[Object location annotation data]
————

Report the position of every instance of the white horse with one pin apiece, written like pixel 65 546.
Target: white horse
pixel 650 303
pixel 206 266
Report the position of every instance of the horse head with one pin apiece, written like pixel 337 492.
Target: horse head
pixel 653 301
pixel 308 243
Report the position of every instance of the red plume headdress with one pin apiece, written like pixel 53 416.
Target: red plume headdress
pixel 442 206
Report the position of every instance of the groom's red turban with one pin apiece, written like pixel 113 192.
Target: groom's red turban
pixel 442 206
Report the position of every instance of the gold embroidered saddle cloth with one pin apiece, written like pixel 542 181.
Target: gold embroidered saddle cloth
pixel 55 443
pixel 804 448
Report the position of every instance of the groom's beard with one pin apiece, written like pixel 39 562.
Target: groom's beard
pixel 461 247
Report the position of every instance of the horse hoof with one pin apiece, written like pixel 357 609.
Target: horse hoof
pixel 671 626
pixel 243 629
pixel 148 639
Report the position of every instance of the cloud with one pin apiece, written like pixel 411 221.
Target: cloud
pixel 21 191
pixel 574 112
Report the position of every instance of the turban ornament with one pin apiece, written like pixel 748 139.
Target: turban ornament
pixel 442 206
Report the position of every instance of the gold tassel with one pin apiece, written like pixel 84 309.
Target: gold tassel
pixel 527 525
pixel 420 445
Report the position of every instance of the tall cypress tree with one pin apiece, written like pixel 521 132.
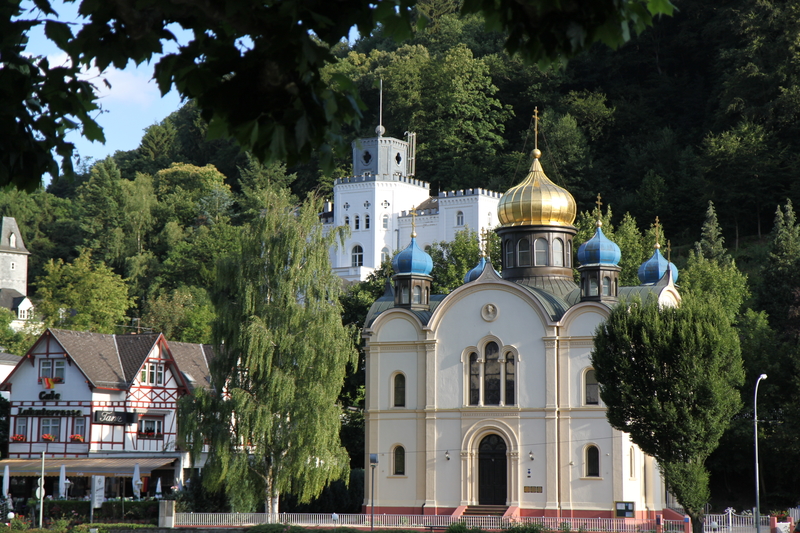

————

Rewrite all of the entries above with "white horse" changed to "gray horse" and everything else kept the same, omitting the pictures from your answer.

Report the position of every instance of the gray horse with one pin apiece, written like pixel 65 546.
Target: gray horse
pixel 650 303
pixel 206 266
Report the position of every instance of the horse head with one pin apiece, written like pixel 337 492.
Target: horse head
pixel 653 301
pixel 308 243
Report the position of every instance of the red plume headdress with one pin apiece, written like pixel 53 416.
Target: red plume headdress
pixel 442 206
Report the position of every instance of the groom's red turban with one pin apiece, written like pixel 113 192.
Target: groom's red turban
pixel 442 206
Report the position of every instance of the gold embroidered saddle cloth with one pin apiece, written like pixel 542 181.
Target: gold embroidered saddle cloth
pixel 55 443
pixel 804 448
Report the position of every instance of the groom's beard with one pin apiece, written like pixel 39 562.
Target: groom's beard
pixel 461 247
Report the position of every instance of the horse hoof with one pin apiece, written like pixel 357 609.
Target: horse hoof
pixel 671 626
pixel 243 629
pixel 148 639
Report the position of every instance of the cloud with one pin apiece, written like pixel 411 221.
Target: cloud
pixel 21 191
pixel 574 112
Report the position of every instance of the turban ornament with one pin apiece, written like pixel 748 139.
Target: turban ornament
pixel 442 206
Report the position of every instance of the gold tassel with one pin apiece, written like pixel 84 309.
Target: gold tassel
pixel 527 525
pixel 420 445
Report the position of every instance of the tall cypress tree with one pin apiece, written like pixel 521 132.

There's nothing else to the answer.